### PROMPT
Determine how many lines below hold the string "slat". Reply with the number alone.

[DATA FOR THE TASK]

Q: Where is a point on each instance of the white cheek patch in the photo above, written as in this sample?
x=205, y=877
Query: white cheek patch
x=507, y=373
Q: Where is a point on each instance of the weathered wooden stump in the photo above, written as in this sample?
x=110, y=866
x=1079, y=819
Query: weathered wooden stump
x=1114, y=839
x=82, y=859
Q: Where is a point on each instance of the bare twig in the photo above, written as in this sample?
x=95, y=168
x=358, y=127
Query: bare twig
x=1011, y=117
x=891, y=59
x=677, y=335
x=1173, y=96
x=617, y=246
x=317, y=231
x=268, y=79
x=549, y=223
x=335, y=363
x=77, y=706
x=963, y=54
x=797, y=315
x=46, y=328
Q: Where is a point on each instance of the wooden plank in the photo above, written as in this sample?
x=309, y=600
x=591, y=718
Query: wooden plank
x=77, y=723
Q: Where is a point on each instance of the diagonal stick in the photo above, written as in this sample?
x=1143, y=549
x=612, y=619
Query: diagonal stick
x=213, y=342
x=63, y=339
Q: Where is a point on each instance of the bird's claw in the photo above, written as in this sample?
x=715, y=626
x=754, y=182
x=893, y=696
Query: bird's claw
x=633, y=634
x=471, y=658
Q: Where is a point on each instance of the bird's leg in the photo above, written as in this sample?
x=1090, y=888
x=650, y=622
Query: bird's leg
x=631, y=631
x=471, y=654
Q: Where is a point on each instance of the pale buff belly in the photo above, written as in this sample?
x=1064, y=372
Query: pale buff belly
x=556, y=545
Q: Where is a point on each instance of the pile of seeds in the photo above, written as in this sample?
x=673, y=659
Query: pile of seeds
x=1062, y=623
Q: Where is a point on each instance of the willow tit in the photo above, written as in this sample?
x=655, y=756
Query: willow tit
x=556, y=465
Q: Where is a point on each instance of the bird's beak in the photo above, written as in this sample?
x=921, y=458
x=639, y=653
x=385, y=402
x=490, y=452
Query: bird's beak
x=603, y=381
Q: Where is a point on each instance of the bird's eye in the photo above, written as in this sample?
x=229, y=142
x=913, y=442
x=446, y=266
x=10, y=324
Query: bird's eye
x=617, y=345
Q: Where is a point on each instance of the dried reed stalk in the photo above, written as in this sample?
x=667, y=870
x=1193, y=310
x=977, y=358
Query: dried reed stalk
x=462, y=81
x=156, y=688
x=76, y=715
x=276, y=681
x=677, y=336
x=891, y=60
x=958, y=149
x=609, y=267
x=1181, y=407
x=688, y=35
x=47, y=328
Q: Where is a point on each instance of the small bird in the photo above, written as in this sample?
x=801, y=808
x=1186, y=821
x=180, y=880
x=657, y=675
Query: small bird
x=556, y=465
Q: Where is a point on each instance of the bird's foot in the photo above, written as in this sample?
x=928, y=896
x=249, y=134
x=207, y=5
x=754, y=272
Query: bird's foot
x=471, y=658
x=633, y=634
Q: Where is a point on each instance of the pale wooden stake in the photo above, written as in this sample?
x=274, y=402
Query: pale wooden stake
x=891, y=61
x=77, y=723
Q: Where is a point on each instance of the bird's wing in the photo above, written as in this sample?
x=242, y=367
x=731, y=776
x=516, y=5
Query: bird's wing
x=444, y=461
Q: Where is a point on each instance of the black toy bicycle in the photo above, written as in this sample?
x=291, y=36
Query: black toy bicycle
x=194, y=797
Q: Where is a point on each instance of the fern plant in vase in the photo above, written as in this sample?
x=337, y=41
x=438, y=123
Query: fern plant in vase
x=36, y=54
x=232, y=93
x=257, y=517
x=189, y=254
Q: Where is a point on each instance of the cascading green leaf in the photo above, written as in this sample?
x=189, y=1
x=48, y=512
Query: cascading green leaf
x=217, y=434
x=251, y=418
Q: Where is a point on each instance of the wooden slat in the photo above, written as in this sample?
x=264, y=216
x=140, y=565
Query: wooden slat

[/DATA FOR THE TASK]

### ANSWER FOR THIS EXERCISE
2